### Текст

Ну, вот, мы неожиданно сами себе усложнили задачу. Теперь попробуй перейти к тому.

— В войну у вас тут…

И женщины, будто и тона не меняя, громко — о том, что «было, а как же, хватило всем!». Но уже несколько лиц как бы отделились от остальных. Это замечаешь сразу. Прежде всего глаза видишь — остановившиеся на чем-то там, в прошлом…

Живет человек, как все, у многих и семьи новые, и детей бывает много, тоже «новых». Нет, не обязательно лица, глаза эти будут печальные или строгие (хоть таких большинство). На некоторых держится какая-то непонятная усмешка, которой сам человек, кажется, и не чувствует. Нет, человек совсем нормальный. Ненормально то, что он знает, что помнит этот человек, что помнят люди из огненных деревень.

######

__Задание__: Замените «женщины» на «старухи» в части текста, которая начинается со слов, содержащих «И женщины, будто», и заканчивается словами «из огненных деревень.». Приведите эту часть целиком. Следующий далее перечень получен из другого источника.

### Перечень данных

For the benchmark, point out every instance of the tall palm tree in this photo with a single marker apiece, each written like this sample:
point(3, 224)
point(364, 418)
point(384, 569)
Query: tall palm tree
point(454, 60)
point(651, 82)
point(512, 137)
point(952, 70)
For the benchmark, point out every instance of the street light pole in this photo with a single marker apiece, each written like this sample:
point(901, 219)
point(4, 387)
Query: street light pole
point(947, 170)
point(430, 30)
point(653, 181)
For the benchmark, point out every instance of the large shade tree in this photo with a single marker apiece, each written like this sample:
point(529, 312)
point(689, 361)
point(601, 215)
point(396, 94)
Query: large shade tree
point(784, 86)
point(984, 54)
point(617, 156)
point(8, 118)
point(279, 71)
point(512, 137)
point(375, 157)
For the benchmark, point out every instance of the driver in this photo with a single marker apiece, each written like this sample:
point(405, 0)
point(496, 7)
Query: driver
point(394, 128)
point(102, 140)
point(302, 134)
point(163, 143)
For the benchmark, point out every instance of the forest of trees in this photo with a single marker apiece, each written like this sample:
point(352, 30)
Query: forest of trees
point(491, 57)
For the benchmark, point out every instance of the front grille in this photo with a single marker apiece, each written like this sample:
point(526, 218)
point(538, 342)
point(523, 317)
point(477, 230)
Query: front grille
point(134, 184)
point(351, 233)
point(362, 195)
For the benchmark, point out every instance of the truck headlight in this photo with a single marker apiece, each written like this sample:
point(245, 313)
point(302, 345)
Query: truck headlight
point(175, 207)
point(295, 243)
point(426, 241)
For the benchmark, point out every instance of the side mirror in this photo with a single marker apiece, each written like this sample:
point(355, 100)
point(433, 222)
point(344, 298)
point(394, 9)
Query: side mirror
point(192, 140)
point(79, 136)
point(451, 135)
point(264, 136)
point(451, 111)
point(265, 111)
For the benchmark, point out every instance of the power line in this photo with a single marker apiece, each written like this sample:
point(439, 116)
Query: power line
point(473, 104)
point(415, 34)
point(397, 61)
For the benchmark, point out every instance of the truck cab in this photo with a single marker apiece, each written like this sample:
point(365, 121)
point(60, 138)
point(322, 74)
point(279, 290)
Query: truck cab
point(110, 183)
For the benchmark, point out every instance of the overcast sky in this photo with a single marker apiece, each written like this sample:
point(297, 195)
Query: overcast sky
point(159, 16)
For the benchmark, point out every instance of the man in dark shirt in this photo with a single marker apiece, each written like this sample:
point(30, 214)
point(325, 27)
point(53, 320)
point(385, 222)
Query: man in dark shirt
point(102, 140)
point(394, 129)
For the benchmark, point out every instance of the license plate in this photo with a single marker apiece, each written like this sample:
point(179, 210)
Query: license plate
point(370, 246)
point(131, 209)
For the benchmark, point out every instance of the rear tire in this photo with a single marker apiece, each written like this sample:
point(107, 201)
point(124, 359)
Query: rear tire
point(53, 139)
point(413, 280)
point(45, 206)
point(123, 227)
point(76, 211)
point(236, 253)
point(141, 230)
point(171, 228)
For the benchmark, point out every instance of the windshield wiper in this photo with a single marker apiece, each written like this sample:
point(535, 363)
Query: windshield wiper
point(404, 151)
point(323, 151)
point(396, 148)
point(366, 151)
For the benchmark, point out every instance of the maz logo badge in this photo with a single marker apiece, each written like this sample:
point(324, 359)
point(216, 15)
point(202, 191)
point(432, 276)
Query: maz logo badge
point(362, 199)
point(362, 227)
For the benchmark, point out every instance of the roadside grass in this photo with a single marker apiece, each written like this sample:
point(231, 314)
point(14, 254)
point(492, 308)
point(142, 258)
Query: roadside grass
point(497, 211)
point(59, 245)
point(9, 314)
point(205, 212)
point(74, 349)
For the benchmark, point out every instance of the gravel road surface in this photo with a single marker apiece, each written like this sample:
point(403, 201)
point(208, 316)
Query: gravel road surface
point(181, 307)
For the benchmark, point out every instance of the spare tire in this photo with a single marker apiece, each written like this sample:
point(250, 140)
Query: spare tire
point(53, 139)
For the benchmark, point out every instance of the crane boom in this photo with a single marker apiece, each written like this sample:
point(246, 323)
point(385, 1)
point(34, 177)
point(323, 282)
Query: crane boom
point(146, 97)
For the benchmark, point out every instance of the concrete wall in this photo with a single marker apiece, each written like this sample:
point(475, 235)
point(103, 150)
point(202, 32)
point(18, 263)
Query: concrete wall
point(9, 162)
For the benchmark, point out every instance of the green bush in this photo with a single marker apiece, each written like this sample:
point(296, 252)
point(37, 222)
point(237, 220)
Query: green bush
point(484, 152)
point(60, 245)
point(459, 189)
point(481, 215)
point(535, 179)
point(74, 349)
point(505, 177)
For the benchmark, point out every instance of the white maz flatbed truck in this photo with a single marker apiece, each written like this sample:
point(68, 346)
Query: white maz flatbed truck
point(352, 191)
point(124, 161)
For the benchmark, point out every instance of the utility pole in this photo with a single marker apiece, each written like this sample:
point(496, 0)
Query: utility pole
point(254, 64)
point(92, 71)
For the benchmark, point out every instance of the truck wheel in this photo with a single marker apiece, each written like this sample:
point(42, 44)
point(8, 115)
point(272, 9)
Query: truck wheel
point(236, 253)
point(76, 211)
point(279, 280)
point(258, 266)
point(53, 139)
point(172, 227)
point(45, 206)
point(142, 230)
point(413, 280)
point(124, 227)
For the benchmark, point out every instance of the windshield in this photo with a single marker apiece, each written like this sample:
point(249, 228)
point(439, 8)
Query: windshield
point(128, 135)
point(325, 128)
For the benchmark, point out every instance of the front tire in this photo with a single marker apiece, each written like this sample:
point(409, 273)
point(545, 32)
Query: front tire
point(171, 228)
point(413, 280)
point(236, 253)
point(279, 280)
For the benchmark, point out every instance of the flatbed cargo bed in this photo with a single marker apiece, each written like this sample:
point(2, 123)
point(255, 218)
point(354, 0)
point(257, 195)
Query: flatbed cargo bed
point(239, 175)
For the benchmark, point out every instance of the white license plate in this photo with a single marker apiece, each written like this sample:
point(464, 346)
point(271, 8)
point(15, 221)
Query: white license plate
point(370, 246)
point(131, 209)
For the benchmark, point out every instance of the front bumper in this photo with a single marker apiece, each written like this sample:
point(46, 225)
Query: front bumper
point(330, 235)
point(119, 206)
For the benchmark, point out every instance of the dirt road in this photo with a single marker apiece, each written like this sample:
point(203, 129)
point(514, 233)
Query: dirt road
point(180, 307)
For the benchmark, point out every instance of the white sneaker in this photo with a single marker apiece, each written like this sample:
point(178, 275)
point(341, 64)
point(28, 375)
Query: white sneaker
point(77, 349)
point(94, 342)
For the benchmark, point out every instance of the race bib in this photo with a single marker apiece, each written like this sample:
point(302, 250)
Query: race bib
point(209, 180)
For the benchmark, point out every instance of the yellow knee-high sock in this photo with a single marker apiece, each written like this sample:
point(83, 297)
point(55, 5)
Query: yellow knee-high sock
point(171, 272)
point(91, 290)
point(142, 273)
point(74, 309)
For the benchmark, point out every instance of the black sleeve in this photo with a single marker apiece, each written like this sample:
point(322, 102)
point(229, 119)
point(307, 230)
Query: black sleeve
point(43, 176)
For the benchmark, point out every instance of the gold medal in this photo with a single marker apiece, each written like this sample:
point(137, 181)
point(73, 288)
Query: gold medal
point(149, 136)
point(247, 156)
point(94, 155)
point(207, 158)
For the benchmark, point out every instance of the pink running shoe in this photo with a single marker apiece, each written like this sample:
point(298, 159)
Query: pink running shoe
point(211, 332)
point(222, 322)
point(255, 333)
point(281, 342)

######

__Ответ__:
И старухи, будто и тона не меняя, громко — о том, что «было, а как же, хватило всем!». Но уже несколько лиц как бы отделились от остальных. Это замечаешь сразу. Прежде всего глаза видишь — остановившиеся на чем-то там, в прошлом…

Живет человек, как все, у многих и семьи новые, и детей бывает много, тоже «новых». Нет, не обязательно лица, глаза эти будут печальные или строгие (хоть таких большинство). На некоторых держится какая-то непонятная усмешка, которой сам человек, кажется, и не чувствует. Нет, человек совсем нормальный. Ненормально то, что он знает, что помнит этот человек, что помнят люди из огненных деревень.